EXTRACTO DEL DOCUMENTO:
'''

Nulla dies sine linea

28 mayo 2011

Compañeros

Aquella horrible inmovilidad de sus últimos años fue lo más injusto de un hombre por naturaleza activo e intelectualmente inquieto como fue mi amigo Eduardo Ransome, mitad norteamericano y mitad español castizo por parte de madre, una castellana vieja, cruce habitual e histórico de esas tierras por cuyas venas corría la sangre morisca, judía y destellos celtas.
Probablemente el mejor periodista y filósofo que conoció esta región contemporánea y uno de mis mejores amigos, al que admiraba por encima de nuestro salto generacional y respetaba con recia lealtad; su final fue en la modestia y la suerte de no tener cerca a esa infame carroña rentabilizando lo trágico y haciendo morbo vendible de una agonía.

'''

OBJETIVO 1:
Indique si cada afirmación concuerda con el texto sobre Eduardo Ransome, respondiendo sí o no y citando literalmente las palabras decisivas: (a) Eduardo Ransome era mitad norteamericano; (b) la madre de Eduardo Ransome era andaluza; (c) quien escribe consideraba a Ransome uno de sus mejores amigos.
El texto y las filas proceden de fuentes distintas.

Registros:
'''

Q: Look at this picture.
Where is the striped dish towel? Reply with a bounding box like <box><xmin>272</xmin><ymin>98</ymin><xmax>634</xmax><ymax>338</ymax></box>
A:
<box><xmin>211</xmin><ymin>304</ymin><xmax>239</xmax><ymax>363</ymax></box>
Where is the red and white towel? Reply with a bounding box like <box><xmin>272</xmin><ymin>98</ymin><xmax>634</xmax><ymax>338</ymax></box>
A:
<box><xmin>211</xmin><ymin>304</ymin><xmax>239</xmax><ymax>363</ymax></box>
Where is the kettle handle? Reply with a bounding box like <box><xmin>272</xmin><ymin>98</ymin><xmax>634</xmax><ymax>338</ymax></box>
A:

'''

OBJETIVO 2:
Reproduzca sin cambios la parte de las filas que comienza con la línea que contiene "Where is the kettle" y llega hasta el final de dichas filas.

SOLUCIÓN DESARROLLADA 1:
(a) Sí: «mitad norteamericano y mitad español castizo por parte de madre».
(b) No: «una castellana vieja».
(c) Sí: «uno de mis mejores amigos».

SOLUCIÓN DESARROLLADA 2:
Where is the kettle handle? Reply with a bounding box like <box><xmin>272</xmin><ymin>98</ymin><xmax>634</xmax><ymax>338</ymax></box>
A:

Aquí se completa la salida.